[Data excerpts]
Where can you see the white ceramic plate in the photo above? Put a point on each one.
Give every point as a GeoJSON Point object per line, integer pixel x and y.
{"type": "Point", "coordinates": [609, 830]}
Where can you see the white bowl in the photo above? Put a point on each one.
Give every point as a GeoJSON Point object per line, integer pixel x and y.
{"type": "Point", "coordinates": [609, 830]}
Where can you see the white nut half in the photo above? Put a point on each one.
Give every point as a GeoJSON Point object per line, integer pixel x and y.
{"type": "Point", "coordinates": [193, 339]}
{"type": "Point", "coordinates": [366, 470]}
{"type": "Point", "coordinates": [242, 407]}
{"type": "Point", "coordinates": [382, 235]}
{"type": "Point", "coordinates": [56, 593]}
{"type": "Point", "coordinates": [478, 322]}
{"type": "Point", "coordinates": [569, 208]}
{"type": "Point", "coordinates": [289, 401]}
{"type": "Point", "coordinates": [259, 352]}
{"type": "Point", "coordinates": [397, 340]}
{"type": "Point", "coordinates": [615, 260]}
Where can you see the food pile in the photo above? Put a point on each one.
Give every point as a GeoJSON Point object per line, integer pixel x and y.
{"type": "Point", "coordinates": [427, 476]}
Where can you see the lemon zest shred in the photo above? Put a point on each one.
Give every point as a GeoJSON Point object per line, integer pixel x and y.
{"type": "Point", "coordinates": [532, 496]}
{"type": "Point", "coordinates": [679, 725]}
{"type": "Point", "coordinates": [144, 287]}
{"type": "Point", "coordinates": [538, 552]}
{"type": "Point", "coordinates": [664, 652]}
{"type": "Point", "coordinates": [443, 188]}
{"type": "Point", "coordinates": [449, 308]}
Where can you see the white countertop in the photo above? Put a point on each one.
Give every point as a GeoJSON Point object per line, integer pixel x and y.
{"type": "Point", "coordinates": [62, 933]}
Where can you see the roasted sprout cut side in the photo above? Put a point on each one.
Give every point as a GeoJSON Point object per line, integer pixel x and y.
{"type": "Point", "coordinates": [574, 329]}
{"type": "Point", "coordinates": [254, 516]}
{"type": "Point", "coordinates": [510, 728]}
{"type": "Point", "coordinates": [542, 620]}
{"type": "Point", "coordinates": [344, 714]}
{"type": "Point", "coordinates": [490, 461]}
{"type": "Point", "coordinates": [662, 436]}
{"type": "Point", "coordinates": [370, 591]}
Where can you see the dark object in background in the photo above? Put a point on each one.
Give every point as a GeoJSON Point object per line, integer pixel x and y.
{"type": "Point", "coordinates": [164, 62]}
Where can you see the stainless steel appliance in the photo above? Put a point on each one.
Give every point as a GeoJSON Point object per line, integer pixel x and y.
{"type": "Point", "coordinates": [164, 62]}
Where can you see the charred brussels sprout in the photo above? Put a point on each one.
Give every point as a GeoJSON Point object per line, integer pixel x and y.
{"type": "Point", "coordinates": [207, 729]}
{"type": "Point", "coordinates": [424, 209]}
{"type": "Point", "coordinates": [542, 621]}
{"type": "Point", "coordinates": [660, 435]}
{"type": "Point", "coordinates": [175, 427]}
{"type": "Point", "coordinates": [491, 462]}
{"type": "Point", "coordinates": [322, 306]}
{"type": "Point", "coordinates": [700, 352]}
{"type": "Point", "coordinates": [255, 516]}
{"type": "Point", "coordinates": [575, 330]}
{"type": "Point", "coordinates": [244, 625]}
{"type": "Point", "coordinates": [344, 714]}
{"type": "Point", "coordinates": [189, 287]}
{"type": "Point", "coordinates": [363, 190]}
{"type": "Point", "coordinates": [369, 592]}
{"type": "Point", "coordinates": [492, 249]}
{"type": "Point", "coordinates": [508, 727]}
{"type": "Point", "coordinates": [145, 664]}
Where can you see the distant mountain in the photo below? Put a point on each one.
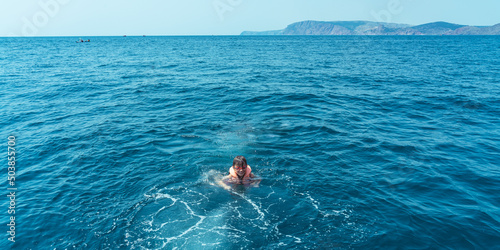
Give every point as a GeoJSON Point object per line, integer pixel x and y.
{"type": "Point", "coordinates": [377, 28]}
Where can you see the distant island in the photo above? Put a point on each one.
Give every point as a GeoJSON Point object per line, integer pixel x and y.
{"type": "Point", "coordinates": [377, 28]}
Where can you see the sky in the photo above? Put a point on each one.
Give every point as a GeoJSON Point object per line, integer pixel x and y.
{"type": "Point", "coordinates": [222, 17]}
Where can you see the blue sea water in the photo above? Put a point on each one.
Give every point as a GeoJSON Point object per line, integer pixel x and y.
{"type": "Point", "coordinates": [361, 142]}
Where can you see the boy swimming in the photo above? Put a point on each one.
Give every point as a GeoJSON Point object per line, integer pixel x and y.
{"type": "Point", "coordinates": [240, 173]}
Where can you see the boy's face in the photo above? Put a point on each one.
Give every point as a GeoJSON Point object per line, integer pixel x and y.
{"type": "Point", "coordinates": [240, 171]}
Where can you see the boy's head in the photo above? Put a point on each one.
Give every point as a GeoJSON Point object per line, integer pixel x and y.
{"type": "Point", "coordinates": [240, 165]}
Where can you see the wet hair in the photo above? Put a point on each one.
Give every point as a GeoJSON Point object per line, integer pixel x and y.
{"type": "Point", "coordinates": [240, 161]}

*Work order*. Give back the records word for word. Start at the first line, end at the line containing "Where can you see the white nut", and include both.

*Solution to this problem*.
Where can you see the white ceramic plate in the photo above? Put a point on each one.
Give every point as a GeoJSON Point object per line, integer pixel x and y.
{"type": "Point", "coordinates": [609, 830]}
Where can you see the white bowl in the photo above? Put a point on each one.
Give every point as a GeoJSON Point object per line, integer pixel x and y.
{"type": "Point", "coordinates": [609, 830]}
Where can you see the white nut half in the photo above? Put a point on each one.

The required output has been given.